→ **Brief**: Output exactly the lines from the line with "Target: sea water" through the end of the records below. Include nothing else.

---------- Data excerpts ----------

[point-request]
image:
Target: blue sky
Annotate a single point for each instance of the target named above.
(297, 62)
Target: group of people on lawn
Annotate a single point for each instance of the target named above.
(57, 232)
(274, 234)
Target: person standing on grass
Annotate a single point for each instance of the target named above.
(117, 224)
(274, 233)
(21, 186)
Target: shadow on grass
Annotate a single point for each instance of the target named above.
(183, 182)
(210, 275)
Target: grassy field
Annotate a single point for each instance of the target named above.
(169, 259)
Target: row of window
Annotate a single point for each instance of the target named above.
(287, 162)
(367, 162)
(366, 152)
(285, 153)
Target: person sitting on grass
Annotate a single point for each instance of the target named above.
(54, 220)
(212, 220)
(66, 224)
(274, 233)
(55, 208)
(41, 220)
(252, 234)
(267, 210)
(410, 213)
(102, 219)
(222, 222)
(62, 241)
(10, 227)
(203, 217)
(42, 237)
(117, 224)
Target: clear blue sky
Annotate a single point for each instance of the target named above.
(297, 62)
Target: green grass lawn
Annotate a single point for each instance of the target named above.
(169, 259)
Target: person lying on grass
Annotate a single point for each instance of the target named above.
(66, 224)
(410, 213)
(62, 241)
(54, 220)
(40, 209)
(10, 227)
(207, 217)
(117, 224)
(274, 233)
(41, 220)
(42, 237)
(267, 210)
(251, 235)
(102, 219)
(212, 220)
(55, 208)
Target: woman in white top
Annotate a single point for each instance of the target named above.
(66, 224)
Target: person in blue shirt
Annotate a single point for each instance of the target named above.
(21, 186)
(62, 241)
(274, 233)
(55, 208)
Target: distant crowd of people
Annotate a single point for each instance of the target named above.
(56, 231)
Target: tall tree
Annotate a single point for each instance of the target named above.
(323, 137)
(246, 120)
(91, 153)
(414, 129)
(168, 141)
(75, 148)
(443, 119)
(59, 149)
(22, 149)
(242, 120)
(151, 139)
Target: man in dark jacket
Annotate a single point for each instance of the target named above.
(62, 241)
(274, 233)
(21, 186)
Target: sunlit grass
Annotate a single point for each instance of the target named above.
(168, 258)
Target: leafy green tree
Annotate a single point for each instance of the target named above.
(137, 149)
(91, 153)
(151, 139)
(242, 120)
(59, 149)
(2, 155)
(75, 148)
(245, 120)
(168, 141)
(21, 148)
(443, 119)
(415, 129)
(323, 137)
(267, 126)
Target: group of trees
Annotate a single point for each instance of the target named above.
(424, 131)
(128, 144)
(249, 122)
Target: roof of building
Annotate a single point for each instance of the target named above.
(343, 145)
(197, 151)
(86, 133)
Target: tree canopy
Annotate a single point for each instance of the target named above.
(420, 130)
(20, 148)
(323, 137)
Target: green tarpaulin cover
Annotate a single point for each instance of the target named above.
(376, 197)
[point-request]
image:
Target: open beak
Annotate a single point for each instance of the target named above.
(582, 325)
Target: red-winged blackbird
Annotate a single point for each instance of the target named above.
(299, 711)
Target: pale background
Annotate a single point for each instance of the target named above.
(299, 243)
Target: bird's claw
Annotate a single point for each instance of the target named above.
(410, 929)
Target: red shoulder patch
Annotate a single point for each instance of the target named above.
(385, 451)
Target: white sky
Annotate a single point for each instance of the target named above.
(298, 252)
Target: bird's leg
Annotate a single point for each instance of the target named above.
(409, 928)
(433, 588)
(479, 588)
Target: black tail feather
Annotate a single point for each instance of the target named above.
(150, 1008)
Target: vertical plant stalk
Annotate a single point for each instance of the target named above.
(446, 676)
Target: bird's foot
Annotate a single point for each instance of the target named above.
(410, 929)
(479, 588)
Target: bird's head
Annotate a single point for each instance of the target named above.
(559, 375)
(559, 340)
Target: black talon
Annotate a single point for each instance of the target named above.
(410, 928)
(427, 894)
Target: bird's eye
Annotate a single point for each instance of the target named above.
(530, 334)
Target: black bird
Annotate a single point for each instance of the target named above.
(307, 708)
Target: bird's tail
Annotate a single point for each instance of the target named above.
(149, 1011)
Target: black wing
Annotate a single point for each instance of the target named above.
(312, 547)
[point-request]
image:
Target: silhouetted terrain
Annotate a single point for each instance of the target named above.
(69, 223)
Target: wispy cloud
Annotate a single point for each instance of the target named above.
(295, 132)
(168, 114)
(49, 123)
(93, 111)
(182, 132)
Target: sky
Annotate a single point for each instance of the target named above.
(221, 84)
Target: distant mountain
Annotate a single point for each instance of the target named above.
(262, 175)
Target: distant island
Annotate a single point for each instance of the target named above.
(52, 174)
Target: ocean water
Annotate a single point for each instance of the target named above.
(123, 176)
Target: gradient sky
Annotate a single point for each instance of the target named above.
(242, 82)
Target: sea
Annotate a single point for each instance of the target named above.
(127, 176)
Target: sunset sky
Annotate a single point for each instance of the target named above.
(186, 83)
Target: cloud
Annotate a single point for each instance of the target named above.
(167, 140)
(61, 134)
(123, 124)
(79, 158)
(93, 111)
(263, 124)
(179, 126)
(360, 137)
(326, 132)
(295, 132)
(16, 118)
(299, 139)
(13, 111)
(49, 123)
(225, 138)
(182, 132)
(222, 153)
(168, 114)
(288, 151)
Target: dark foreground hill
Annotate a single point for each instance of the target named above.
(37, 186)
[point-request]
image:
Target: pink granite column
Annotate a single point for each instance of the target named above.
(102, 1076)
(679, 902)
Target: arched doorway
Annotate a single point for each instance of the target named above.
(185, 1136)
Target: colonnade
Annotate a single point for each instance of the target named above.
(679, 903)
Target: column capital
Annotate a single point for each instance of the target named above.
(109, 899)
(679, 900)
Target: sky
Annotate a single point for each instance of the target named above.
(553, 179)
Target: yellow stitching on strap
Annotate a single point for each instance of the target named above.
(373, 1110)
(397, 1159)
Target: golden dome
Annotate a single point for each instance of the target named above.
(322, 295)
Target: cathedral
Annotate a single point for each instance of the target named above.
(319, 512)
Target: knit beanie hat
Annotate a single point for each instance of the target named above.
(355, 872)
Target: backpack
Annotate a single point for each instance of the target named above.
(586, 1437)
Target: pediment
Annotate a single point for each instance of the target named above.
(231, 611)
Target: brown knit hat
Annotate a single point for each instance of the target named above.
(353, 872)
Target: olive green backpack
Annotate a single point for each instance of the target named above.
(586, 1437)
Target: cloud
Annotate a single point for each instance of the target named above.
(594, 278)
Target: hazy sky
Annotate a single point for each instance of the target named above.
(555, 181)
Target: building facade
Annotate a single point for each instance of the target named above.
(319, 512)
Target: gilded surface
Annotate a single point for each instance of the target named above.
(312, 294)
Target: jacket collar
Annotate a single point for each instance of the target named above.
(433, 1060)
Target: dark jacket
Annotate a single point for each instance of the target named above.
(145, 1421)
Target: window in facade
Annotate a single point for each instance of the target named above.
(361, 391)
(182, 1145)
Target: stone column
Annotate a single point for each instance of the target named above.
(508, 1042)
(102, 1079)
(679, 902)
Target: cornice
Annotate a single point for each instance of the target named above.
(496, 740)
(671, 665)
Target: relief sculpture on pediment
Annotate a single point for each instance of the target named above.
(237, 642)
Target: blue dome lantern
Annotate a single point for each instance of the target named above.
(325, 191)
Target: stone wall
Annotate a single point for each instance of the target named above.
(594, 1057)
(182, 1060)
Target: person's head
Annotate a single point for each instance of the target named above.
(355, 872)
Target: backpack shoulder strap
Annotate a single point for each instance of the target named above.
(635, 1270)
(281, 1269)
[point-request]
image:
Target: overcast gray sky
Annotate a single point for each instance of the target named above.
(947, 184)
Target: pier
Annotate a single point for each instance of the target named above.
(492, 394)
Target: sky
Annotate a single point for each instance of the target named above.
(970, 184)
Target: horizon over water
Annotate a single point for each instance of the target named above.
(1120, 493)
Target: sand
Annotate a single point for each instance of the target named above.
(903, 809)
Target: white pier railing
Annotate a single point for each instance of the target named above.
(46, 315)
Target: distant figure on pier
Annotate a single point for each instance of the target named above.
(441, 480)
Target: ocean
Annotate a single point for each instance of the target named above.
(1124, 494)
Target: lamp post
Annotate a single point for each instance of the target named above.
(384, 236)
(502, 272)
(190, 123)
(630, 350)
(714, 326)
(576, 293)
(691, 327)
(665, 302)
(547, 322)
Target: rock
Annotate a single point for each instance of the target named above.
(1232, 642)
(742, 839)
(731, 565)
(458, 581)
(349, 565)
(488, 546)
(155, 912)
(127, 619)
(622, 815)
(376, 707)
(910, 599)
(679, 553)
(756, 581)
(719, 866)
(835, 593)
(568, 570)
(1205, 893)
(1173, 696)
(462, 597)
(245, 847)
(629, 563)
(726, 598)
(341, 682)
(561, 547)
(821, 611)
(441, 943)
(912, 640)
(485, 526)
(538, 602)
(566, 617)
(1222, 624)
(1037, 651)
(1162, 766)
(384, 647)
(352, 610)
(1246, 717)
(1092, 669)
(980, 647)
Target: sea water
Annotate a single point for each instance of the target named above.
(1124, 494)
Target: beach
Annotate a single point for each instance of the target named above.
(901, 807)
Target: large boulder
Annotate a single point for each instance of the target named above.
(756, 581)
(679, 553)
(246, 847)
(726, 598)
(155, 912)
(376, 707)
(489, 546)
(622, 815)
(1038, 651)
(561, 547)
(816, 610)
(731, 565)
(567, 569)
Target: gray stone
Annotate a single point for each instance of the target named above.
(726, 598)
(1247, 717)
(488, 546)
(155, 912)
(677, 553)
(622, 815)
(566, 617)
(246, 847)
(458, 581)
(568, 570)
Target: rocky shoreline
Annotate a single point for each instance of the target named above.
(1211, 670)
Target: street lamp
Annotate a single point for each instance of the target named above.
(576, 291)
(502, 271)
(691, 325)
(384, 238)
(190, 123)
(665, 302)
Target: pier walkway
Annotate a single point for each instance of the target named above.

----------

→ **Written answer**:
Target: sea water
Annotate a single point for each instance of the target named above.
(1124, 494)
Target: beach
Annotate a single point for each instance of the target named above.
(901, 807)
Target: large boulder
Annotate a single point for each instance of the target named above.
(756, 581)
(679, 553)
(246, 847)
(726, 598)
(155, 912)
(376, 707)
(489, 546)
(622, 815)
(1038, 651)
(561, 547)
(816, 610)
(731, 565)
(567, 569)
Target: gray stone
Annotate a single point for each instance of the target named above.
(726, 598)
(1247, 717)
(488, 546)
(155, 912)
(677, 553)
(622, 815)
(566, 617)
(246, 847)
(458, 581)
(568, 570)
Target: rocky shoreline
Annotate a single point for each instance of the target named above.
(1211, 670)
Target: street lamp
Annotate a single point for each instance of the target named above.
(576, 291)
(502, 271)
(691, 325)
(384, 238)
(190, 123)
(665, 302)
Target: pier walkway
Annotate a single point for each instance of the target named above.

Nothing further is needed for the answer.